## Work to be completed
Return every line from the records below in which the word "instance" is found.

## Extracted entries

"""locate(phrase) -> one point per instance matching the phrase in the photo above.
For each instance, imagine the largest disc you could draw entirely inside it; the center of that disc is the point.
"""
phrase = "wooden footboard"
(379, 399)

## Reply
"""locate(phrase) -> one point per instance matching the phrase in the photo above.
For each instance, imagine the largest disc you could draw entirely inside it; the center of that disc is the point.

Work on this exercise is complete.